# Your goal
Entries follow. Give back exactly the lines starting at the one containing "Where can you spot the plate" and ending at the one containing "Where can you spot the restaurant", and no other lines.

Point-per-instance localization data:

● ● ● ●

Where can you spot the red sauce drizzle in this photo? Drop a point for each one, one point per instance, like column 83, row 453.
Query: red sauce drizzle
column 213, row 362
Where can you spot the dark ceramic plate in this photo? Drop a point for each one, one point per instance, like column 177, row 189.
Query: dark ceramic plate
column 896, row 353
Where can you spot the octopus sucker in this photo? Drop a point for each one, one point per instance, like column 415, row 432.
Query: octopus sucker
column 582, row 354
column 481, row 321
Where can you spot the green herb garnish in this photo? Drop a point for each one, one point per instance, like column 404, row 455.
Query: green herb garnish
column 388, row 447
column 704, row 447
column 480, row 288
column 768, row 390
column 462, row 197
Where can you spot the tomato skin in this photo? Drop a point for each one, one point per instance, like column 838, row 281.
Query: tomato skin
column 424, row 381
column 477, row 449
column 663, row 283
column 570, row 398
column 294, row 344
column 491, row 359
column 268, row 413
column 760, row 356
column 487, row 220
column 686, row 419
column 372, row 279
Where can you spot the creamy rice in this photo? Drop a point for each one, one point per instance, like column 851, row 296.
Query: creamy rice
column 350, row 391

● ● ● ●

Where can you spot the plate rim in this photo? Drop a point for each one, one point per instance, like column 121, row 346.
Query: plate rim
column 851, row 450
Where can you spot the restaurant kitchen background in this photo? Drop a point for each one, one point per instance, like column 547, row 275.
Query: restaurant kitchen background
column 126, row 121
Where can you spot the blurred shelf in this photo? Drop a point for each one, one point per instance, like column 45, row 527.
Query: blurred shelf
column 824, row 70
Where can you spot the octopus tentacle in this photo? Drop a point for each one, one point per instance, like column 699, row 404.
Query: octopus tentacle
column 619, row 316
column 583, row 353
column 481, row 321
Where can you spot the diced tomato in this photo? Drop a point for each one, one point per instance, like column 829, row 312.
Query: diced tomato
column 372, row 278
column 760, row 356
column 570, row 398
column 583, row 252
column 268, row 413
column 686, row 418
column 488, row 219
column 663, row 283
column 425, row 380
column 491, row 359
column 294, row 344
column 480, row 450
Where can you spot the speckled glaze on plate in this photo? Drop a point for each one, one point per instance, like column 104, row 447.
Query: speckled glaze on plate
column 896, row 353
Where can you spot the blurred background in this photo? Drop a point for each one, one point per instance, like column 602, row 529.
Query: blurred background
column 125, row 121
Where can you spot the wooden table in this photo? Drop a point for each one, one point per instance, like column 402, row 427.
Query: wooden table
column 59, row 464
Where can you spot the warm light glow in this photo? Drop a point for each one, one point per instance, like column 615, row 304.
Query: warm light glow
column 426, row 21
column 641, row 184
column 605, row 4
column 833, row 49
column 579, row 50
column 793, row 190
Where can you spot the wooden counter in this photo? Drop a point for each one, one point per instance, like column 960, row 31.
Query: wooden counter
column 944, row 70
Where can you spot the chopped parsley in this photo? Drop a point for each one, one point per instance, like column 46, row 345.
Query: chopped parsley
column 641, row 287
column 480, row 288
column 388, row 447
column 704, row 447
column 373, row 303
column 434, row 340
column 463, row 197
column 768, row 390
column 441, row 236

● ● ● ●

# Response below
Where can you spot the plate rim in this photo? Drop a point for each one, one point per instance, like column 121, row 346.
Query: plate rim
column 851, row 450
Where can you spot the restaurant kitchen background in this photo? Drop a point for each one, one point per instance, like column 547, row 275.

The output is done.